Directive 1: Write out the passage of the PDQ article that starts with "Quality is demonstrated" and goes on through "and Sweet Heat.", word for word.

** begin Given text **

The letters in the name PDQ have two different meanings. First and foremost, they stand for “people dedicated to quality,” says PDQ principal Nick Reader. They also stand for “pretty darn quick,” as the concept is a fast casual that focuses on speedy delivery.

“Our people are what we pride ourselves on most,” says Reader, a former CFO for the Tampa Bay Buccaneers who founded PDQ with Bob Basham, cofounder of Outback Steakhouse.

To ensure customers connect with the people operating each PDQ restaurant, the concept features open kitchens and drive thrus where orders are placed face-to-face rather than through an intercom system. Inside PDQ stores, menuboards are at eye level to facilitate a connection between guest and counter worker.

“All of these things allow our people to be more interactive with the guests,” Reader says. “Traditionally, fast-casual restaurants have that Wizard of Oz atmosphere, where customers aren’t supposed to see what’s going on behind the curtains. We didn’t want that. At PDQ, people can see their chicken and potatoes being cut up and their salads being tossed.”

Quality is demonstrated by the fact that everything at PDQ is made fresh on site, Reader says. This includes seven signature sauces and salad dressings. The homemade salad dressings include standards like Ranch and Bleu Cheese, as well as some unique offerings like Blueberry-Ginger Vinaigrette and Low-Fat Fiesta Vinaigrette. The homemade dipping sauces include Buffalo Bleu, Creamy Garlic, Chipotle BBQ, Honey Mustard, Ranch, and Sweet Heat.


Cofounders Nick Reader and Bob Basham

HQ: Tampa, Florida

Year Started: 2011

Annual Sales: Undisclosed

Total Units: 22

Franchise units: 4

The chicken at PDQ is served in a three-, four-, or five-piece Fresh Tenders Meal; in a two-piece Kids Meal; and in sandwiches and salads, and always starts fresh and is hand breaded. In addition to crispy fried tenders, guests can choose grilled chicken and grilled and crispy turkey breast for sandwiches and salads.

“We’re not just a fried tenders place,” Reader says. “We are very proud of our salads and sandwiches, too. Our tenders get talked about because kids enjoy them, but PDQ is a restaurant where anyone can find something they like.”

Those other items range from a Classic Caesar Salad to the Grilled Turkey Sandwich described on the menu as “Hand-held Thanksgiving.” It is served on an egg bun with traditional spices, seasoned mayo, lettuce, and cranberry.

PDQ’s freshness philosophy extends to its sides, like the french fries that are cut in each store from fresh, whole potatoes. Reader says the quality of PDQ fries starts with the brand’s farmer suppliers, who store potatoes in a climate-controlled facility and ship them out the same way.

** end Given text **

Directive 2: Extract the rows below, starting with the line containing "I bet you can't find the rocky" and going on through the last of the rows, reproducing each line verbatim.

** begin Data to use **

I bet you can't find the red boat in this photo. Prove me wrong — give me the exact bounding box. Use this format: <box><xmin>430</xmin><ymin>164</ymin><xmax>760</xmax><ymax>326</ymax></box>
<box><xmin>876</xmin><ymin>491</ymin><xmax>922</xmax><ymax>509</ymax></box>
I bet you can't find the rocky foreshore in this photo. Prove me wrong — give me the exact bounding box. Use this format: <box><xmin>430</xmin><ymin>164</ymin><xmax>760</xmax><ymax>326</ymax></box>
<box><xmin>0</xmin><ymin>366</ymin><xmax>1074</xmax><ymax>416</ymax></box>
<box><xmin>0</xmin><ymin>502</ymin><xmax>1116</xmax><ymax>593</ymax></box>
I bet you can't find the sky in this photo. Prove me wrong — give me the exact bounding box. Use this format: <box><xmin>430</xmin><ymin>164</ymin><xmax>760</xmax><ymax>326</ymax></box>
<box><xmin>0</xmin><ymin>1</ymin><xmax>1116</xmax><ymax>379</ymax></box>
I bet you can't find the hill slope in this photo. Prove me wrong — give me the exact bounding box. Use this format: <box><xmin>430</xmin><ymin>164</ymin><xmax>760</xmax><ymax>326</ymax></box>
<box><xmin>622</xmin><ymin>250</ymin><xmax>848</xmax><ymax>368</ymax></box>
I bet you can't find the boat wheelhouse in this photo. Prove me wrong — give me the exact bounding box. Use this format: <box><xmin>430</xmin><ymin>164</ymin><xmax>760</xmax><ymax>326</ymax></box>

** end Data to use **

Task answer 1:
Quality is demonstrated by the fact that everything at PDQ is made fresh on site, Reader says. This includes seven signature sauces and salad dressings. The homemade salad dressings include standards like Ranch and Bleu Cheese, as well as some unique offerings like Blueberry-Ginger Vinaigrette and Low-Fat Fiesta Vinaigrette. The homemade dipping sauces include Buffalo Bleu, Creamy Garlic, Chipotle BBQ, Honey Mustard, Ranch, and Sweet Heat.

Task answer 2:
I bet you can't find the rocky foreshore in this photo. Prove me wrong — give me the exact bounding box. Use this format: <box><xmin>430</xmin><ymin>164</ymin><xmax>760</xmax><ymax>326</ymax></box>
<box><xmin>0</xmin><ymin>366</ymin><xmax>1074</xmax><ymax>416</ymax></box>
<box><xmin>0</xmin><ymin>502</ymin><xmax>1116</xmax><ymax>593</ymax></box>
I bet you can't find the sky in this photo. Prove me wrong — give me the exact bounding box. Use this format: <box><xmin>430</xmin><ymin>164</ymin><xmax>760</xmax><ymax>326</ymax></box>
<box><xmin>0</xmin><ymin>1</ymin><xmax>1116</xmax><ymax>379</ymax></box>
I bet you can't find the hill slope in this photo. Prove me wrong — give me the exact bounding box. Use this format: <box><xmin>430</xmin><ymin>164</ymin><xmax>760</xmax><ymax>326</ymax></box>
<box><xmin>622</xmin><ymin>250</ymin><xmax>848</xmax><ymax>368</ymax></box>
I bet you can't find the boat wheelhouse in this photo. Prove me wrong — give me the exact bounding box. Use this format: <box><xmin>430</xmin><ymin>164</ymin><xmax>760</xmax><ymax>326</ymax></box>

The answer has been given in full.